Retype the lines of the records below that begin with the line containing "Locate the person's" and end with the line containing "141), (65, 134)]", including both of those lines.

• Dataset excerpt:
━━━━━━━━

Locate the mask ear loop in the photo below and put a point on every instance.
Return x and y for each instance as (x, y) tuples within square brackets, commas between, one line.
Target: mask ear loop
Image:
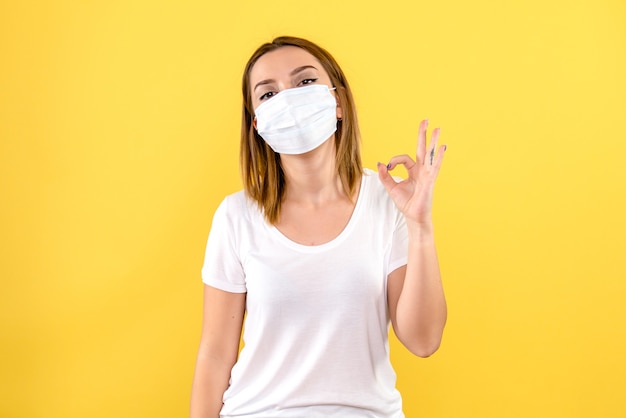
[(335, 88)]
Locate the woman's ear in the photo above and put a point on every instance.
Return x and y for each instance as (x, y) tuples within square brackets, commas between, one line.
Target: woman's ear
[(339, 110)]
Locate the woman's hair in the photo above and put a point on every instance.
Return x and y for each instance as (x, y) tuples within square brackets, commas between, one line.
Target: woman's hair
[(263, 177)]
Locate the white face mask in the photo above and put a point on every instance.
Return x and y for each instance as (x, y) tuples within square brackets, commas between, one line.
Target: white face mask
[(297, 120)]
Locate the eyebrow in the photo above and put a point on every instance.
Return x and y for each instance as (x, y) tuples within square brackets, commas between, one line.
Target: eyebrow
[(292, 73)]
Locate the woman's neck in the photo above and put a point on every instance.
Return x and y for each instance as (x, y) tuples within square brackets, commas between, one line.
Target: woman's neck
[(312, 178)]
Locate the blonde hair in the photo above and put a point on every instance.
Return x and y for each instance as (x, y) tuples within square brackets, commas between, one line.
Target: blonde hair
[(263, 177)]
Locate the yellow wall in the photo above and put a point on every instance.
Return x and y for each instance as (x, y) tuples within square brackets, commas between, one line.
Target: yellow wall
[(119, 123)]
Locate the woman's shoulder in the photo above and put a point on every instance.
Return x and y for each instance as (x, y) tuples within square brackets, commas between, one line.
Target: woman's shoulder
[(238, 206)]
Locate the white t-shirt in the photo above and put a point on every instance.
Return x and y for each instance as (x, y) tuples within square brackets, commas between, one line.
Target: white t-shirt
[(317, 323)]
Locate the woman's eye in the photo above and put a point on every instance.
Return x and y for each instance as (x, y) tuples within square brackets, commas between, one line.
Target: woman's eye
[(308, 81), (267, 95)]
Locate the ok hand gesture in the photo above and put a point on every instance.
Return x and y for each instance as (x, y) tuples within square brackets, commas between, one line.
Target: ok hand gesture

━━━━━━━━

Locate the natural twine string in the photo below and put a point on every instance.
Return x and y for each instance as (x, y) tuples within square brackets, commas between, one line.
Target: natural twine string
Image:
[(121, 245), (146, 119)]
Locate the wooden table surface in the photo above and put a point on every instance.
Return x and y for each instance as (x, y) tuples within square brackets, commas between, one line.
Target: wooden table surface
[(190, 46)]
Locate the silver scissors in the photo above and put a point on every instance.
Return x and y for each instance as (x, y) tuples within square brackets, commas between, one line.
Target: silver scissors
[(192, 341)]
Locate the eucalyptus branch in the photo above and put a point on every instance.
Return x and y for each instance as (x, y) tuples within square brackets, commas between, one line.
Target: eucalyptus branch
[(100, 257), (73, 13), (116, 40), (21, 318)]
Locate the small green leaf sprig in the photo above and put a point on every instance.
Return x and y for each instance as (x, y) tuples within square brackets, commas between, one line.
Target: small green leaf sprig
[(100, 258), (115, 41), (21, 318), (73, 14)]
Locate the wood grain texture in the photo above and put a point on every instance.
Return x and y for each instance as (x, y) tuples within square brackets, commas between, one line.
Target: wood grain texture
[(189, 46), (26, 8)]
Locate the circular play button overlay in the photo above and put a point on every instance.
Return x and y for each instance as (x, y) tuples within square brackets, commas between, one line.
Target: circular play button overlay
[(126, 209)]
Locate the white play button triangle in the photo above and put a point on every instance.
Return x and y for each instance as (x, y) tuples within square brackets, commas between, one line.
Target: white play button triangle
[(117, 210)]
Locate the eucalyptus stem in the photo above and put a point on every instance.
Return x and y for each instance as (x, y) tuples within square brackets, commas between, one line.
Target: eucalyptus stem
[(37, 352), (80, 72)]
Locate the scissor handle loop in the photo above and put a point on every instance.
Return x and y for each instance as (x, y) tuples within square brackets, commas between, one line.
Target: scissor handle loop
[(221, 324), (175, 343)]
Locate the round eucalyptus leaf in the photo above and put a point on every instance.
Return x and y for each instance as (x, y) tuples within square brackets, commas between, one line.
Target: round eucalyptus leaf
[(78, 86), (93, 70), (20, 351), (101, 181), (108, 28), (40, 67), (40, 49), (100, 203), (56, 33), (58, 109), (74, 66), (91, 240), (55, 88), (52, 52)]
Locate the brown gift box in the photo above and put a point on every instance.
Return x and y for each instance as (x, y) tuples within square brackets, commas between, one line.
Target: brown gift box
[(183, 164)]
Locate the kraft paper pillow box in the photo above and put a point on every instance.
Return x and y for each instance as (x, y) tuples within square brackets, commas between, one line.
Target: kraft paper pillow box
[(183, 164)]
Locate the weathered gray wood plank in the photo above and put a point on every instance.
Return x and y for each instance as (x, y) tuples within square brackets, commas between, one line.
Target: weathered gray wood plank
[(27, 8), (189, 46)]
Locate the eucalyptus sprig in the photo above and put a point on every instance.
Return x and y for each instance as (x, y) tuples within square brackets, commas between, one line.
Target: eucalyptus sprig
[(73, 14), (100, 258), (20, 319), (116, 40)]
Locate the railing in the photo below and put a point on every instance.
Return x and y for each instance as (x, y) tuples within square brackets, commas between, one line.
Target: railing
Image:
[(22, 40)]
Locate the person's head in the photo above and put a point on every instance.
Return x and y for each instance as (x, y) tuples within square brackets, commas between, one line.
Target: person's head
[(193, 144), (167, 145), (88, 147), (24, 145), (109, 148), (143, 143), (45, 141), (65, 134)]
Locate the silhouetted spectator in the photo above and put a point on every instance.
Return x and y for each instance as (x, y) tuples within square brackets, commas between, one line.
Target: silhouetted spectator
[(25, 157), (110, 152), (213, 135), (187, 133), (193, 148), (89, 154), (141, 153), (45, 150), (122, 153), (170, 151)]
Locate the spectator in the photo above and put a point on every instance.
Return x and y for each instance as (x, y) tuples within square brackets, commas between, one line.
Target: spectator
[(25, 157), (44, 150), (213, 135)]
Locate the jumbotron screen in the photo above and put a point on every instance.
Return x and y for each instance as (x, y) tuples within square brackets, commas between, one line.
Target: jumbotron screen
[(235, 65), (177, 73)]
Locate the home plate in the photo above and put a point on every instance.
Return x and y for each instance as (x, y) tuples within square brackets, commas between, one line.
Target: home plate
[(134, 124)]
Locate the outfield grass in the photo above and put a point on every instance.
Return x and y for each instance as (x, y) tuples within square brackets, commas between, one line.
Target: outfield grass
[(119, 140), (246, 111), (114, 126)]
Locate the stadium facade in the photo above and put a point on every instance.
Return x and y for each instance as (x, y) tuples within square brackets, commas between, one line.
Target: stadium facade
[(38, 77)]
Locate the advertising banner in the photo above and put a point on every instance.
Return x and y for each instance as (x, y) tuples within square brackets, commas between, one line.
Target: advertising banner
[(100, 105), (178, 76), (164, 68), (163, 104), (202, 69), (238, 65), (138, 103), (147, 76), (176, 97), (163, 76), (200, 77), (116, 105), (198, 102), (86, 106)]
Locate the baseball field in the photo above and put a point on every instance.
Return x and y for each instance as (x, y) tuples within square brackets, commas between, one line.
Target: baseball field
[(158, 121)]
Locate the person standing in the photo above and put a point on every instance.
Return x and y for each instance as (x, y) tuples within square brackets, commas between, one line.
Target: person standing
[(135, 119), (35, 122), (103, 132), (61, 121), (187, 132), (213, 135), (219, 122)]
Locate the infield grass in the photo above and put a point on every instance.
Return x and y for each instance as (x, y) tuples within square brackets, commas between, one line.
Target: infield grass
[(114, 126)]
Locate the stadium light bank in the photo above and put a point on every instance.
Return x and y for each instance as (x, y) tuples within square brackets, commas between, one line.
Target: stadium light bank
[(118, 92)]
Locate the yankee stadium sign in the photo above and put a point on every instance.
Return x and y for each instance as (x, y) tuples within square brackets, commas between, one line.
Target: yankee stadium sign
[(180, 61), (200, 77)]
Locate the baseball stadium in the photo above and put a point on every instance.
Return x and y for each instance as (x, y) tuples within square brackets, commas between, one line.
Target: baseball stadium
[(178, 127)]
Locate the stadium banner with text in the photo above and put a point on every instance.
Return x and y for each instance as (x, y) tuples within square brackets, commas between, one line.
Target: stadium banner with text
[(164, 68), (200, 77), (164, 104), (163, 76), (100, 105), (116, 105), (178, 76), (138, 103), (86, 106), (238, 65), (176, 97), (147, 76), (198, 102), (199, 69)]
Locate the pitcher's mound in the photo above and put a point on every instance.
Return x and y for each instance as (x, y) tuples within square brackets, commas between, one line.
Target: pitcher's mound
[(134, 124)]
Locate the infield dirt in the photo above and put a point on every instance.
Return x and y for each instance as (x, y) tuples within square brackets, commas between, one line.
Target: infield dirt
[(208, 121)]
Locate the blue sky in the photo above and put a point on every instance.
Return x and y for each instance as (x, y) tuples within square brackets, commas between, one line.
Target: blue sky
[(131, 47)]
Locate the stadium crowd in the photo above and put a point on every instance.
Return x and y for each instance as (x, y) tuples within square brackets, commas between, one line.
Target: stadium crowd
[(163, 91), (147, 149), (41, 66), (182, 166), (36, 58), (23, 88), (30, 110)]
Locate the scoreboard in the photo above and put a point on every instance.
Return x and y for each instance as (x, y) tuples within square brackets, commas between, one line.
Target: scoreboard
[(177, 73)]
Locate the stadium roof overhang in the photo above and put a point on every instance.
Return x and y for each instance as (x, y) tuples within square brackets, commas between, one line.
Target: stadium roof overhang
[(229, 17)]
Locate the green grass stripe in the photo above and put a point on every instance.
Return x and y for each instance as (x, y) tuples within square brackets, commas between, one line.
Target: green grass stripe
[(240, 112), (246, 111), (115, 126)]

━━━━━━━━

• RESULT:
Locate the person's head in the photo above and put a point on every instance.
Return x and y for each instance as (x, y) tuples within square brackets, commas between, one line.
Target: person's head
[(193, 144), (167, 145), (88, 147), (24, 145), (109, 148), (143, 143), (45, 141), (65, 134)]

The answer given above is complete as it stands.